Se l’editoria appare un luogo di falsificazioni a fini promozionali, il mondo degli accademici e degli intellettuali non appare più vigoroso o veritiero: vi si aggirano al suo interno personaggi che agitano fantasmi letterari, spettri ideologici e bandiere classificatorie con le quali farsi riconoscere dal pubblico dei lettori. Ed ecco comparire malattie come la «gomorrea: malattia venerea contraibile con impegno. Sintomi: ipertrofia della prosa, ridondanza retorica, forte propensione all’orazione civile» (p. 32). Potremmo anche chiosare che spesso chi soffre di gomorrea patisce, simbioticamente, anche di PPP, acronimo dietro il quale si annida il sempre più frequente citazionismo (o il falso citazionismo) pasoliniano, che induce a spiegare ogni fenomeno sociale in Italia definendolo come “rivoluzione antropologica”. Il tutto, poi, potrebbe avvenire all’interno di un dibattito letterario (e alzi la mano chi non se n’è mai fatto coinvolgere) che, secondo Rossari, è un «infallibile anestetico […]. dopo un’ora di esposizione, rischio esilarante; oltre le due ore, rischio decesso; oltre le tre, strage» (p. 28).
E dopo editori e critici, cadono vittime dell’ironia corrosiva dell’autore anche gli stessi scrittori, generosi eponimi di malattie esotiche e inguaribili come la sindrome di Camilleri, che corrisponde all’«ipertrofia gergale determinata da dialetto» (p. 25), o quella di Salinger, che ti fa vivere nell’ansia di nascondimento anche se nessuno ti insegue, oppure la «bukowskite» (p. 23) che ti fa credere di poter scrivere un capolavoro dopo una colossale sbornia.
-=-=-
**Cosa farai:**
Prosegui il testo sulle malattie letterarie descritte da Rossari, partendo dopo l'ultima frase riportata.
-=-=-
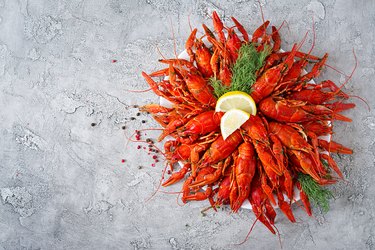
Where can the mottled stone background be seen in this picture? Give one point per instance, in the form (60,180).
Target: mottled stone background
(64,103)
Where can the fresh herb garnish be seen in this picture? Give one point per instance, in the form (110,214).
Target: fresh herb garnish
(316,193)
(249,61)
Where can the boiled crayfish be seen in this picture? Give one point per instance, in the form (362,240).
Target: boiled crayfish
(261,162)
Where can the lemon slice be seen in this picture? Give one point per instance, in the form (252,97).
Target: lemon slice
(236,100)
(232,120)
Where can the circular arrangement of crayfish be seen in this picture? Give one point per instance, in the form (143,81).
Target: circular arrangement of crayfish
(276,154)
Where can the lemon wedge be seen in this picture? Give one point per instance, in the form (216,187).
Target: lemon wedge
(232,120)
(236,100)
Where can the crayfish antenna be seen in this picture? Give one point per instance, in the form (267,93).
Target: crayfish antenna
(160,182)
(248,234)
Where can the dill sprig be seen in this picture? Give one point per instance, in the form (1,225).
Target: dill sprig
(249,61)
(316,193)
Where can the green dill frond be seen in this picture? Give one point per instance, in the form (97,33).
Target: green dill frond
(316,193)
(249,61)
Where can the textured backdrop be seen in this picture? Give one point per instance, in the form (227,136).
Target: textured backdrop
(65,68)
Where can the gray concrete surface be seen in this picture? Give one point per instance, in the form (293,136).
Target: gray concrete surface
(63,184)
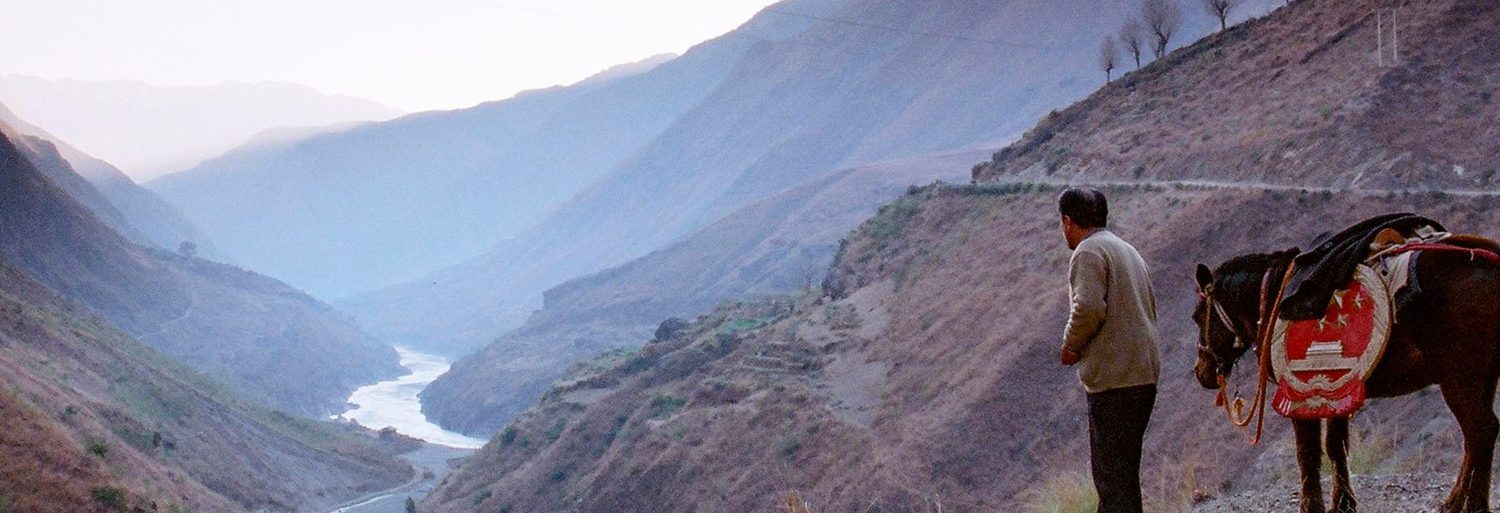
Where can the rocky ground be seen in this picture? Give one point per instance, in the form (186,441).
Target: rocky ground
-=-=-
**Risultato dell'esercizio:**
Nel dizionario di Rossari l’eponimia classificatoria è un gioco raffinato che individua nello stile di scrittura il principale marchio autoriale di riconoscimento. Ogni scelta stilistica porta con sé un virus che dalla pagina può colpire il lettore e trascinarlo verso il cuore stesso della letteratura, che è l’unico luogo dove, peraltro, nessuno vuole guarire dalle proprie malattie. Anzi, aggiunge Rossari nel bugiardino finale: «la letteratura è una malattia che si contrae nell’infanzia, quando il corpo è più gracile. […] è la malattia del mondo: viene espulsa dal corpo degli uomini e della realtà come il sudore che aiuta a smaltire la febbre […] Perché guarire? La letteratura è una febbre bellissima. Fidatevi: un bugiardino dice sempre la verità» (pp. 57-9).
Post scriptum: la redazione di “Fillide” si chiede se sia davvero possibile fidarsi di un aforista che aggiunge a chiusura della sua raccolta una postfazione chiamata bugiardino e che, tuttavia, nel finale rivendica veridicità e affidabilità. Ci si domanda se questa postfazione possa essere un sintomo della sindrome dell’aforista inattendibile: si manifesta inizialmente con sintomi di invidia verso i narratori inattendibili e poi si evolve nel tentativo di insinuare dubbi nei lettori più ingenui tramite mendaci figure retoriche come antifrasi e litoti (per le quali si controlli l’inserimento nel dizionario da parte dell’aforista inattendibile).